#### [THE TASK]
Please copy out the records that follow, word for word.

>>

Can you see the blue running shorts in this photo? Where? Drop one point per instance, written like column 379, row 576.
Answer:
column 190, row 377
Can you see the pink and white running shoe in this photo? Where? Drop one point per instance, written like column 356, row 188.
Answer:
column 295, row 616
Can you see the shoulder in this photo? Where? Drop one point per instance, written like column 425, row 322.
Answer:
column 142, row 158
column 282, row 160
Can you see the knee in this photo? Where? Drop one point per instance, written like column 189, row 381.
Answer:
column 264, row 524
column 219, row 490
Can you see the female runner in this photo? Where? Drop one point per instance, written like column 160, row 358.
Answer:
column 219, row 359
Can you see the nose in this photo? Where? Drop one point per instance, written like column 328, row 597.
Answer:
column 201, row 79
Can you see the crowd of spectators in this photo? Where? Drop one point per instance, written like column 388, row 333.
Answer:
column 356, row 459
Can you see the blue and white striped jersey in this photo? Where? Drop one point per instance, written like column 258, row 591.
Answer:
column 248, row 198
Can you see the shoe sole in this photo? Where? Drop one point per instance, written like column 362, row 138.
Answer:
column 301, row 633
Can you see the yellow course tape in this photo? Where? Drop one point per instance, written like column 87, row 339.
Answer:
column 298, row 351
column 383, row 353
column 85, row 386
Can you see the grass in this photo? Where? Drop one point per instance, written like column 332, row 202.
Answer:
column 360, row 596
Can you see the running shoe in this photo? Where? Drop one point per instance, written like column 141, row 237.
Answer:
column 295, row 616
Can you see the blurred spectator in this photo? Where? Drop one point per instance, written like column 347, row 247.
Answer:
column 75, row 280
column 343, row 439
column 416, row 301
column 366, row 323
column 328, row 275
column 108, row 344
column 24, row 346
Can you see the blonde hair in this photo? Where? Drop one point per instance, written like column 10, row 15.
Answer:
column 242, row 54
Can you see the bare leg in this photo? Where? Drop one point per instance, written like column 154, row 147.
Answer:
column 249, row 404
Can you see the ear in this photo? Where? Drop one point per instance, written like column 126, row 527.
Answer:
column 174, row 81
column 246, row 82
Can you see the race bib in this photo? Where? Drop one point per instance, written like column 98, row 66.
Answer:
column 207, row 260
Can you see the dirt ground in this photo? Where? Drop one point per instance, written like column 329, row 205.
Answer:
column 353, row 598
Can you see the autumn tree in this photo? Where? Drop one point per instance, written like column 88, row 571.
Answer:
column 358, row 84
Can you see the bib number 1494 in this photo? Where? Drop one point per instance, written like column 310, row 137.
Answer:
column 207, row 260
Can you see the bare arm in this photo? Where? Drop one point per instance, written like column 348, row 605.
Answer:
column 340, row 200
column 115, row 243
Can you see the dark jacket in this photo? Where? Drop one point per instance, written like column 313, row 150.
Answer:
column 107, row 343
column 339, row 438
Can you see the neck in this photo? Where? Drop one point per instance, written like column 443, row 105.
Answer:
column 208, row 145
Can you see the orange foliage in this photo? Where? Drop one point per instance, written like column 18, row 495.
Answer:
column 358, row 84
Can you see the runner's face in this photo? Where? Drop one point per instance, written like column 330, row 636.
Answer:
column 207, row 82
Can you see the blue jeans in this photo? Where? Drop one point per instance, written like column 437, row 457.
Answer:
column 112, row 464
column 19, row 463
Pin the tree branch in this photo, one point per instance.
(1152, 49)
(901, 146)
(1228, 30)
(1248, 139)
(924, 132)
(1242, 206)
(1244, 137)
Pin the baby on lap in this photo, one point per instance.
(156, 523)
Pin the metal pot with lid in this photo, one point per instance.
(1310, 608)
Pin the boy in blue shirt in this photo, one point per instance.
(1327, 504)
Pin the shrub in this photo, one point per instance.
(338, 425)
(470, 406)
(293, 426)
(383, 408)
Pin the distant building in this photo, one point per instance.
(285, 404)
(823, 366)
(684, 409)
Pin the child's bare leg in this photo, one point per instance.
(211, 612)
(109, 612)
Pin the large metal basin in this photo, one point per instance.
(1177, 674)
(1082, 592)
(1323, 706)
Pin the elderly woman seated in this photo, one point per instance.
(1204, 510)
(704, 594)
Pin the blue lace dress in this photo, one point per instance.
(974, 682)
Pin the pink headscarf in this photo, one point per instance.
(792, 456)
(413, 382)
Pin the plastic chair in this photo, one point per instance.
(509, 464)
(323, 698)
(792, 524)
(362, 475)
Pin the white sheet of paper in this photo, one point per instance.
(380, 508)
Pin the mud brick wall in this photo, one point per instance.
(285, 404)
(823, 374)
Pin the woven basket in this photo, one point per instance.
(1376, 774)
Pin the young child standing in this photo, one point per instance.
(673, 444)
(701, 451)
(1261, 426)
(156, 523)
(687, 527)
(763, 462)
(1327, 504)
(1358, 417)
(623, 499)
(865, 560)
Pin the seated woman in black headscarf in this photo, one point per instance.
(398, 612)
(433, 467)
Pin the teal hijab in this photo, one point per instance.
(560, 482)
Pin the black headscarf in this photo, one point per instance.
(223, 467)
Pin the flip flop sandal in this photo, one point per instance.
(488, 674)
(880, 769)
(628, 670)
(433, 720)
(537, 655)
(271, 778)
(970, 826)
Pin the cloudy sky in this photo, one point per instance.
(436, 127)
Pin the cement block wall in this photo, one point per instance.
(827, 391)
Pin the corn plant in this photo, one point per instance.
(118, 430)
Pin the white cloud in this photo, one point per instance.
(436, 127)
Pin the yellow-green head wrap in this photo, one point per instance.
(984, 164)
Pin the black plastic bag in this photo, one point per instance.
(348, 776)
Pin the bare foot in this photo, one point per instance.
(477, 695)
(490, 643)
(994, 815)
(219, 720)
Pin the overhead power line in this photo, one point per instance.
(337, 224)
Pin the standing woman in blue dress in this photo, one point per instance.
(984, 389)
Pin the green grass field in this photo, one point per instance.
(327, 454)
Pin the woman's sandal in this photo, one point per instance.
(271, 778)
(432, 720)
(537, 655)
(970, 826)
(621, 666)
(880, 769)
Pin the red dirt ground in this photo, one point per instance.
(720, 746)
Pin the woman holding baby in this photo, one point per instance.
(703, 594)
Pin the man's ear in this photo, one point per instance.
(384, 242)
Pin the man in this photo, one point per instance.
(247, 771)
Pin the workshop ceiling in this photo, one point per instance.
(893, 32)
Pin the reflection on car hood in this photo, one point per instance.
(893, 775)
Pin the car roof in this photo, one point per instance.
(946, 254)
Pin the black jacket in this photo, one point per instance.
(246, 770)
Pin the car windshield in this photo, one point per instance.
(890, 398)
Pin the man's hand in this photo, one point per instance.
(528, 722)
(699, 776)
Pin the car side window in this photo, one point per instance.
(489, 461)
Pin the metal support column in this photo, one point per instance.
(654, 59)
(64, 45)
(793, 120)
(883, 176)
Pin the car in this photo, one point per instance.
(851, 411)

<<

#### [ANSWER FOR THE TASK]
Can you see the blue running shorts in this photo? Where? Drop one point per instance, written like column 379, row 576.
Answer:
column 190, row 377
Can you see the pink and white running shoe in this photo? Where? Drop one point per instance, written like column 356, row 188.
Answer:
column 295, row 616
Can you see the shoulder in this photo? Where? Drop one point per instance, written like column 425, row 322.
Answer:
column 142, row 158
column 282, row 160
Can you see the knee in this photo? Where? Drop one point per instance, written like column 189, row 381.
Answer:
column 264, row 524
column 219, row 490
Can you see the female runner in this photo? Where? Drop one point per instance, written like column 160, row 358.
Answer:
column 219, row 359
Can you see the nose in this photo? Where? Drop one point per instance, written like column 328, row 597.
Answer:
column 201, row 79
Can you see the crowd of spectators in this photo? Where? Drop one point per instance, written like column 388, row 333.
Answer:
column 356, row 459
Can you see the blue and white striped jersey in this photo? Where? Drop one point per instance, written like column 258, row 591.
Answer:
column 248, row 198
Can you see the shoe sole in this photo? Where? Drop one point per instance, written like column 362, row 138.
Answer:
column 301, row 633
Can you see the yellow course tape in this photo? Where? Drop one point per instance, written like column 87, row 339.
Answer:
column 298, row 351
column 383, row 353
column 85, row 386
Can you see the grass in this photo? Where? Drop one point per instance, written like column 332, row 202.
Answer:
column 360, row 596
Can you see the running shoe in this photo? Where? Drop one point per instance, written like column 141, row 237.
Answer:
column 295, row 616
Can you see the blurred spectator in this photo? Where? Drop one point per instance, written like column 347, row 247.
Answer:
column 75, row 280
column 343, row 439
column 416, row 301
column 366, row 323
column 328, row 275
column 108, row 344
column 24, row 346
Can you see the blonde hair in this photo? Where? Drop one point per instance, written like column 10, row 15.
Answer:
column 242, row 54
Can you see the bare leg in this photo? Where? Drop one point per instance, written like column 154, row 147.
Answer:
column 249, row 404
Can you see the ear in this photo? Where? Drop one point per instance, written like column 126, row 527.
Answer:
column 174, row 81
column 246, row 82
Can you see the race bib in this photo? Where? Drop one point per instance, written like column 98, row 66.
Answer:
column 207, row 260
Can you see the dirt ground in this photo? Where? Drop one point per instance, written like column 329, row 205.
Answer:
column 353, row 598
Can you see the autumn tree in this photo? Where? Drop one point per instance, written like column 88, row 571.
Answer:
column 358, row 84
Can you see the bib number 1494 in this photo? Where? Drop one point per instance, written like column 310, row 137.
Answer:
column 207, row 260
Can you see the bare arm in this photo? Where? Drop one point per instance, written like column 348, row 605.
Answer:
column 340, row 200
column 115, row 243
Can you see the dark jacket in this photo? Where? Drop one point per instance, written like column 313, row 150.
Answer:
column 107, row 343
column 339, row 438
Can you see the neck in this photo? Where? Drop one point per instance, written like column 443, row 105.
Answer:
column 208, row 145
Can you see the orange foliage in this photo? Where? Drop one point per instance, written like column 18, row 495.
Answer:
column 358, row 84
Can you see the runner's face in this photo? Where? Drop one point per instance, written like column 330, row 636.
Answer:
column 207, row 82
Can you see the blue jeans in this photo? Where? Drop one point per instance, written like column 437, row 457.
Answer:
column 112, row 464
column 19, row 463
Pin the tree branch in this photo, one point per instance.
(1152, 49)
(901, 146)
(1228, 30)
(1248, 139)
(924, 132)
(1242, 206)
(1244, 137)
Pin the baby on lap in this photo, one point per instance.
(156, 523)
Pin the metal pot with lid in this photo, one point per instance.
(1310, 608)
Pin the boy in blue shirt in this photo, one point per instance.
(1327, 504)
Pin the shrub in this photo, one point per instance.
(338, 425)
(470, 406)
(293, 426)
(383, 408)
Pin the distant building in this photo, one point per instance.
(285, 404)
(823, 366)
(684, 409)
Pin the child's bare leg in this photo, one point per instance.
(211, 612)
(109, 612)
Pin the large metal basin in this photo, one point per instance.
(1177, 674)
(1082, 592)
(1323, 706)
Pin the elderly woman seated in this photo, one point per instance.
(1204, 510)
(704, 594)
Pin the blue lace dress in this photo, one point per instance.
(974, 682)
Pin the pink headscarf in this photo, one point per instance.
(792, 456)
(413, 382)
Pin the plastic chair in this photo, one point per instance.
(509, 464)
(323, 698)
(792, 524)
(362, 475)
Pin the white sheet of paper in this photo, one point per instance.
(380, 508)
Pin the mud brick wall in this photo, one point per instance.
(285, 404)
(823, 374)
Pin the woven basket in this photo, one point per instance.
(1376, 774)
Pin the young child standing in this photo, one point per instance.
(673, 444)
(701, 451)
(1261, 426)
(156, 523)
(687, 527)
(763, 462)
(1327, 504)
(1358, 417)
(623, 499)
(865, 560)
Pin the seated woman in black headscarf in this photo, one point per instance.
(398, 612)
(433, 467)
Pin the teal hijab in this photo, one point per instance.
(560, 482)
Pin the black headscarf in this photo, one point per instance.
(223, 467)
Pin the flip flop sandal in this photo, one point per instance.
(488, 674)
(880, 769)
(628, 670)
(433, 720)
(537, 655)
(271, 778)
(970, 826)
Pin the cloudy sky in this photo, one point per instance.
(436, 127)
Pin the cement block wall in this photo, one point per instance.
(827, 391)
Pin the corn plant in this photo, one point per instance.
(118, 430)
Pin the white cloud in this photo, one point per instance.
(436, 127)
Pin the yellow-green head wrap in this photo, one point per instance.
(984, 164)
Pin the black plastic bag in this photo, one point per instance.
(348, 776)
Pin the bare foot in this photo, one point per instance.
(477, 695)
(490, 643)
(994, 815)
(219, 720)
Pin the overhead power line in this photo, one point per instance.
(337, 224)
Pin the standing woman in blue dress in this photo, one point per instance.
(984, 389)
Pin the green grass field in this photo, one point per instance.
(327, 454)
Pin the woman's sandal in this photo, one point per instance.
(271, 778)
(432, 720)
(537, 655)
(970, 826)
(621, 666)
(880, 769)
Pin the red dirt ground in this photo, one point per instance.
(720, 746)
Pin the woman holding baby in this photo, one point per instance.
(703, 594)
Pin the man's ear in this photo, one point per instance.
(384, 242)
Pin the man in this photo, one point per instance.
(247, 771)
Pin the workshop ceiling in this photo, one point per instance.
(893, 32)
Pin the reflection on car hood in this photo, one point per instance.
(893, 775)
Pin the car roof in this photo, one point per instance.
(946, 254)
Pin the black jacket in this photo, one point per instance.
(246, 770)
Pin the car windshield in this photo, one point per instance.
(890, 398)
Pin the man's hand in this photo, one point per instance.
(528, 722)
(699, 776)
Pin the car side window in this photo, one point per instance.
(489, 461)
Pin the metal support column in this photo, one point per instance.
(654, 59)
(64, 45)
(793, 120)
(883, 176)
Pin the car in this photo, one point per instance.
(851, 411)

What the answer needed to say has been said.